_EXERCISE DIRECTIONS:_ In every one of the entries below, swap "camera-trap tally" for "site survey" and leave all other text untouched.

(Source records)
= = = =

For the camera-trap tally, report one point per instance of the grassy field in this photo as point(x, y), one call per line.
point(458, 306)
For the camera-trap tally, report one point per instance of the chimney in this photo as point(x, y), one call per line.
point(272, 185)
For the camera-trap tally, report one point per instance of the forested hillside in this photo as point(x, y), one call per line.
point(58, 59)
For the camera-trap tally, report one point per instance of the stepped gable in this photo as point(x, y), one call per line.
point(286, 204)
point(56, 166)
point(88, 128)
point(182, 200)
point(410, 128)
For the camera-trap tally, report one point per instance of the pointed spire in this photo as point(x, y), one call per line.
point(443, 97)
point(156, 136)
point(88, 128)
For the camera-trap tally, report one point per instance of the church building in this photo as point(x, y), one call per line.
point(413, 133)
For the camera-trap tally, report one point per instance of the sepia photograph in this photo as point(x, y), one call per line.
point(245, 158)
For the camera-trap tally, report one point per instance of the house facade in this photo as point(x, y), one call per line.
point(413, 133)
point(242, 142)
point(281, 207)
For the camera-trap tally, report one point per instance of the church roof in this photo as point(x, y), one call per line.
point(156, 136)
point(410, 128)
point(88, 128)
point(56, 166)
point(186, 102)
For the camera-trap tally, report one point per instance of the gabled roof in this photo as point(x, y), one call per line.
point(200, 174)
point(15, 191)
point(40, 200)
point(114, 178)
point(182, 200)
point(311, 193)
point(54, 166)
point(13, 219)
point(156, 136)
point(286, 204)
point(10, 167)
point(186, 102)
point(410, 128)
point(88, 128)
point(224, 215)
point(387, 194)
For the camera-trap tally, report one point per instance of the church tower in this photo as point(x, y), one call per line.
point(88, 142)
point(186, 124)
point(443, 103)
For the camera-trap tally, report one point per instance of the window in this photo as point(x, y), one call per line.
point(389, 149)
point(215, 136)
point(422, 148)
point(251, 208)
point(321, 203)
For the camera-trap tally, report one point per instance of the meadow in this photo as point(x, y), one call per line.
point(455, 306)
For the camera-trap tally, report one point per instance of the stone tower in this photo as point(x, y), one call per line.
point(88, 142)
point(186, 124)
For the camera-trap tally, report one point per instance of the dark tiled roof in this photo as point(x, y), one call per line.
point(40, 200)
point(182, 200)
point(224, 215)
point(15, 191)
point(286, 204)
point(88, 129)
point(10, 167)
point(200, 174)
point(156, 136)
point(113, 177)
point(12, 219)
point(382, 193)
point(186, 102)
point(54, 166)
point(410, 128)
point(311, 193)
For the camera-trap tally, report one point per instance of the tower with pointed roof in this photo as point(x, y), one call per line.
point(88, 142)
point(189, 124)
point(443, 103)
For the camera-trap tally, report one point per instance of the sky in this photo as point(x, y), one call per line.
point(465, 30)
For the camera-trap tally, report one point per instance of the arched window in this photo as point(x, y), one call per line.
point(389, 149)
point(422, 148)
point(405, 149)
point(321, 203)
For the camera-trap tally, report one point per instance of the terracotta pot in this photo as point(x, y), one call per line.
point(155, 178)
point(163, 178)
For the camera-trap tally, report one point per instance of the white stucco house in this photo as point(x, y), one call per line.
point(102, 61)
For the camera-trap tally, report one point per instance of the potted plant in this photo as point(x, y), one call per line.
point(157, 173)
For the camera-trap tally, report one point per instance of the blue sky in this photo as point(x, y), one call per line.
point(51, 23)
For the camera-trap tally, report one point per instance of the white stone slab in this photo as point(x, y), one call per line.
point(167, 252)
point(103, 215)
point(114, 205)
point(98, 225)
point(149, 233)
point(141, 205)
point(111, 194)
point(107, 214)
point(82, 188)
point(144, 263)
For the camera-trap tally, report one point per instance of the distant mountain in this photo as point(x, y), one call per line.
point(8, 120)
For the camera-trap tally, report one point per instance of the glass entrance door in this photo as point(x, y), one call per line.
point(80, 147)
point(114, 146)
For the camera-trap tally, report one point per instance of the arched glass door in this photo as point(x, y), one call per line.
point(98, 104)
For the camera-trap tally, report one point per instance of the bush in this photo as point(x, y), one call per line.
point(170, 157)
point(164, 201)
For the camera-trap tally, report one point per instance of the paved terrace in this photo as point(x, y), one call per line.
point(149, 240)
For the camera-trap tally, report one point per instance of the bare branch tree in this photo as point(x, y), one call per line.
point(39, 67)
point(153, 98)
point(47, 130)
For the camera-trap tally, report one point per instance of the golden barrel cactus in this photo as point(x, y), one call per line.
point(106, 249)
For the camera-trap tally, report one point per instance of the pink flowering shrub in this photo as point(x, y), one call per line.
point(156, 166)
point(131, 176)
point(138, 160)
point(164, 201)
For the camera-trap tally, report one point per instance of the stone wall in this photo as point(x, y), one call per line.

= = = =

_WRITTEN REPLY:_
For the site survey, report one point per instance of the grassy field in this photo as point(x, y), one call per line.
point(458, 306)
For the site survey, report one point per instance of the chimney in this photo as point(x, y), one call per line.
point(272, 185)
For the site survey, report one point per instance of the forested hillside in this photo as point(x, y), one call per line.
point(58, 59)
For the site survey, report one point per instance of the stepped gable in this photo as point(x, y), one call per line.
point(286, 204)
point(56, 166)
point(88, 128)
point(182, 200)
point(410, 128)
For the site survey, report one point per instance of the pointed spire in this photo as point(x, y), one call per line.
point(443, 97)
point(156, 136)
point(88, 128)
For the site survey, report one point per instance of the church building in this photo as point(x, y), one call per line.
point(413, 133)
For the site survey, report one point per instance of the sepia photograph in this photo as point(x, y), one call per line.
point(245, 158)
For the site survey, report one point per instance of the house facade in this photo as point(x, y), one call per line.
point(413, 133)
point(242, 142)
point(281, 207)
For the site survey, report one point per instance of the church roof in this photo as point(x, y), one call per line.
point(156, 136)
point(410, 128)
point(88, 128)
point(56, 166)
point(186, 102)
For the site survey, report one point per instance of the gabled roof in this photo as point(x, y), one call per line.
point(200, 174)
point(15, 191)
point(40, 200)
point(114, 178)
point(182, 200)
point(311, 193)
point(54, 166)
point(13, 219)
point(156, 136)
point(286, 204)
point(10, 167)
point(186, 102)
point(410, 128)
point(88, 128)
point(224, 215)
point(387, 194)
For the site survey, report one point per instance of the church tower in this photo as point(x, y), one call per line.
point(88, 142)
point(186, 124)
point(443, 103)
For the site survey, report one point per instance of the window in this photo as point(x, y), one call per line.
point(389, 149)
point(215, 136)
point(422, 148)
point(251, 208)
point(321, 203)
For the site survey, report one point per instance of the meadow in this photo as point(x, y), one call per line.
point(455, 306)
For the site survey, report one point per instance of the stone tower in this photo as point(x, y), one call per line.
point(88, 142)
point(186, 124)
For the site survey, report one point per instance of the dark tiled roof in this photo as point(x, y), one call per line.
point(40, 200)
point(182, 200)
point(224, 215)
point(15, 191)
point(286, 204)
point(88, 129)
point(10, 167)
point(200, 174)
point(156, 136)
point(113, 177)
point(12, 219)
point(382, 193)
point(186, 102)
point(54, 166)
point(410, 128)
point(311, 193)
For the site survey, report one point per instance of the tower with pointed roof in this photo as point(x, y), one call per line.
point(88, 142)
point(189, 124)
point(443, 103)
For the site survey, report one point per instance of the sky in this photo as point(x, y), one call per line.
point(465, 30)
For the site survey, report one point per instance of the arched window in this photo as point(x, y), one call per line.
point(389, 149)
point(422, 148)
point(405, 149)
point(321, 203)
For the site survey, report one point per instance of the terracotta pot in this photo as point(x, y), one call per line.
point(155, 178)
point(163, 178)
For the site survey, report one point per instance of the white stucco house in this photo as point(x, y), one call per line.
point(102, 61)
For the site survey, report one point per instance of the potted plant in this photo as point(x, y), one call per line.
point(157, 173)
For the site survey, report one point per instance of the blue sky in this photo as point(x, y), one call per line.
point(51, 23)
For the site survey, report one point per instance of the white stone slab in this photo as point(x, y), one call per line.
point(167, 252)
point(103, 215)
point(114, 205)
point(98, 225)
point(149, 233)
point(141, 205)
point(111, 194)
point(107, 214)
point(82, 188)
point(144, 263)
For the site survey, report one point per instance of the distant mountain in this photo as point(x, y), one call per line.
point(8, 120)
For the site survey, report one point per instance of the glass entrance door in this photo as point(x, y), one call per line.
point(80, 147)
point(114, 146)
For the site survey, report one point per instance of the arched glass door in this photo as point(x, y), one call per line.
point(98, 104)
For the site survey, report one point per instance of the bush in this photo as point(x, y), one call per line.
point(170, 157)
point(164, 201)
For the site survey, report one point per instance of the paved terrace in this photo as point(x, y), one call per line.
point(149, 240)
For the site survey, report one point per instance of the bare branch tree in this photo as point(x, y), one call per line.
point(39, 67)
point(153, 98)
point(47, 130)
For the site survey, report one point per instance of the golden barrel cactus in this photo as point(x, y), one call per line.
point(106, 249)
For the site survey, report one point per instance of the pink flowering shrub in this photo as point(x, y), one call per line.
point(156, 166)
point(131, 176)
point(138, 160)
point(164, 201)
For the site survey, report one point per instance of the stone wall in this photo as point(x, y), one call per line.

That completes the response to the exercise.